Given exercise:
Please quote only the lines that start at the one with "Place one keypoint per instance of the small" and go on to the last line of the data, both ends kept.

(Point labeling examples)
++++++

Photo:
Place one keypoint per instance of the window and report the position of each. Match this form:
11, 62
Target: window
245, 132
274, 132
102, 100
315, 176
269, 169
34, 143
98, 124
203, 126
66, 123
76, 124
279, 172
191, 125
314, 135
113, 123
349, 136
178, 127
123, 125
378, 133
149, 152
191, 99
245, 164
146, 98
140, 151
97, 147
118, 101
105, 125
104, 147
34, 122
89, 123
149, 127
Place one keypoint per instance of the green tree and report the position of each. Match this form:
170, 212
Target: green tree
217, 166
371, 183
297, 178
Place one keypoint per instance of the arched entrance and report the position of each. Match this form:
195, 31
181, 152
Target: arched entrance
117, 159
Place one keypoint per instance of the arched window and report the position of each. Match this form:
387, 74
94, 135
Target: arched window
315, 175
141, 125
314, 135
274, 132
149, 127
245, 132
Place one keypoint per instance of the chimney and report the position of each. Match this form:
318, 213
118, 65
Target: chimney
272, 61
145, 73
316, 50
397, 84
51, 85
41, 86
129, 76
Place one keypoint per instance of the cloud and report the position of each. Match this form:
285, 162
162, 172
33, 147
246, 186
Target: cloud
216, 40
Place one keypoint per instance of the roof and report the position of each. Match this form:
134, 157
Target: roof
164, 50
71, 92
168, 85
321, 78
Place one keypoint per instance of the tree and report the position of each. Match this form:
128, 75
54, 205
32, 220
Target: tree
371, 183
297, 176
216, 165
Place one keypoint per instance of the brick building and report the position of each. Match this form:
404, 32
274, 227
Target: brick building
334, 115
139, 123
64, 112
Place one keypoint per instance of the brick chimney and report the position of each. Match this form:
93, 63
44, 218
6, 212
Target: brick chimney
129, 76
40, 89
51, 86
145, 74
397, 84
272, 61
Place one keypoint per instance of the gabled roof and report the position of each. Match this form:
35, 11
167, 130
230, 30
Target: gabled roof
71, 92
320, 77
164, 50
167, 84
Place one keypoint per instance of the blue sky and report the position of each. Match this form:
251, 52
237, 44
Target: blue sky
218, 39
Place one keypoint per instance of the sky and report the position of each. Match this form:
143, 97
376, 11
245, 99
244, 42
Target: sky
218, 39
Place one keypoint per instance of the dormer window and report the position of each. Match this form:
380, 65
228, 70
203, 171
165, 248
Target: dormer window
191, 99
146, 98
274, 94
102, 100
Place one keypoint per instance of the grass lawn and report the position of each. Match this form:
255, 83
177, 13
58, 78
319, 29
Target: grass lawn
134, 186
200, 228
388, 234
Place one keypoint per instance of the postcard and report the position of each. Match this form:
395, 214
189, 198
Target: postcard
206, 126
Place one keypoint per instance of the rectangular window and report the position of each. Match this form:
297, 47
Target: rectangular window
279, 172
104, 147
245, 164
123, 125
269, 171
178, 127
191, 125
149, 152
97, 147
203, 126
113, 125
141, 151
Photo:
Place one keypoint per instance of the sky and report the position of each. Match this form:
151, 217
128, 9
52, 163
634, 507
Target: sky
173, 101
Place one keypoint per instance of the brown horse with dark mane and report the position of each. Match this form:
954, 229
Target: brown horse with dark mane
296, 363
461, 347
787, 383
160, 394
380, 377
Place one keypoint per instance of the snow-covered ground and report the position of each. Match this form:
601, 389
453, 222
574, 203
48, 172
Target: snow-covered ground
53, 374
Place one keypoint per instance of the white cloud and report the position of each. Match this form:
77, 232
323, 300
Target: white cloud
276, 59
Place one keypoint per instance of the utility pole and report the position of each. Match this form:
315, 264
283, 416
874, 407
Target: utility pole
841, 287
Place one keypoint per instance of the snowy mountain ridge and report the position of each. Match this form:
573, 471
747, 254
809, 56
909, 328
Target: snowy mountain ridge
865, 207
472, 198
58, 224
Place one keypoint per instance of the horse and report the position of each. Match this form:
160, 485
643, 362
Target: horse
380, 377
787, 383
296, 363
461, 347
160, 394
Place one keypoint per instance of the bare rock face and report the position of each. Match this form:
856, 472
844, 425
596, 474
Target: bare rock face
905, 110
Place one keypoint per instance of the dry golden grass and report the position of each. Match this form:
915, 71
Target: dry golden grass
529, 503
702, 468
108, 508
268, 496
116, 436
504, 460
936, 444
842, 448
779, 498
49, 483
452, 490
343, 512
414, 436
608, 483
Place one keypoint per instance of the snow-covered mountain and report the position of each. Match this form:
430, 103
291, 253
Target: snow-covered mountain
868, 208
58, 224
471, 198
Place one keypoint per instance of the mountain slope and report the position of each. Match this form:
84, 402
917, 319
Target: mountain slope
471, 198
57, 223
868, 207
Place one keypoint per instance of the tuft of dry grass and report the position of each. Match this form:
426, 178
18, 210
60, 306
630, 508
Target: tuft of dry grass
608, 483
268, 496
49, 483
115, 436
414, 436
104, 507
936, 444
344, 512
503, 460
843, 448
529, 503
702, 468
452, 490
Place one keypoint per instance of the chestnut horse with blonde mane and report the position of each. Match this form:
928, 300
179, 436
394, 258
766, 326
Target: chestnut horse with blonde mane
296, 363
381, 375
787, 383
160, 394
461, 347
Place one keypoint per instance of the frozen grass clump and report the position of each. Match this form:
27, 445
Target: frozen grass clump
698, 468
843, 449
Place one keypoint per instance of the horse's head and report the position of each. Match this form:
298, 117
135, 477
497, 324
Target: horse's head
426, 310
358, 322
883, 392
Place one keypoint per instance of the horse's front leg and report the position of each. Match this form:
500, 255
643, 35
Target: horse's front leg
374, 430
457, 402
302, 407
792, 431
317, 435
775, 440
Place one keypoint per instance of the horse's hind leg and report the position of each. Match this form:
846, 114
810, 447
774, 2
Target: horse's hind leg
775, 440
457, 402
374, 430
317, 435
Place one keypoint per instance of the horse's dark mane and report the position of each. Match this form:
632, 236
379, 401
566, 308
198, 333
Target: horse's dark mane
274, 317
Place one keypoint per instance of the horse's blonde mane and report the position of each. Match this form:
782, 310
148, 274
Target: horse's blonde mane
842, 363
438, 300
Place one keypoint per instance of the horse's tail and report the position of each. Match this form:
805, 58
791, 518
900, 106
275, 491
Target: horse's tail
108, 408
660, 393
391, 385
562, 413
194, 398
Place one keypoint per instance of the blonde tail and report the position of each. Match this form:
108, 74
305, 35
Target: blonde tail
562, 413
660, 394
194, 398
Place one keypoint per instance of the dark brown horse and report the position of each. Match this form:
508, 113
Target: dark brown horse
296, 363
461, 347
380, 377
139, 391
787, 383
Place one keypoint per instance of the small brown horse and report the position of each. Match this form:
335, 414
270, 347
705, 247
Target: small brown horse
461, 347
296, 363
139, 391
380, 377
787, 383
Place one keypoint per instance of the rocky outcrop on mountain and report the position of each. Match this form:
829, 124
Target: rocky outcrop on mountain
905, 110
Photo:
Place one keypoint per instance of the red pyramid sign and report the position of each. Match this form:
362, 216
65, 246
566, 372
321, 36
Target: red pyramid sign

++++++

Response below:
Place one keypoint per instance of the small brown horse and report the position of each. Match this form:
335, 414
270, 347
705, 247
Target: small brown horse
461, 347
296, 363
139, 391
380, 377
787, 383
Place one keypoint per instance of the rocky outcrop on mountain and report the position of each. Match this form:
829, 124
Target: rocky outcrop on mountain
905, 110
Photo:
Place one keypoint per instance of the red pyramid sign and report the position of each. Match this form:
362, 216
65, 246
566, 372
321, 36
Target: red pyramid sign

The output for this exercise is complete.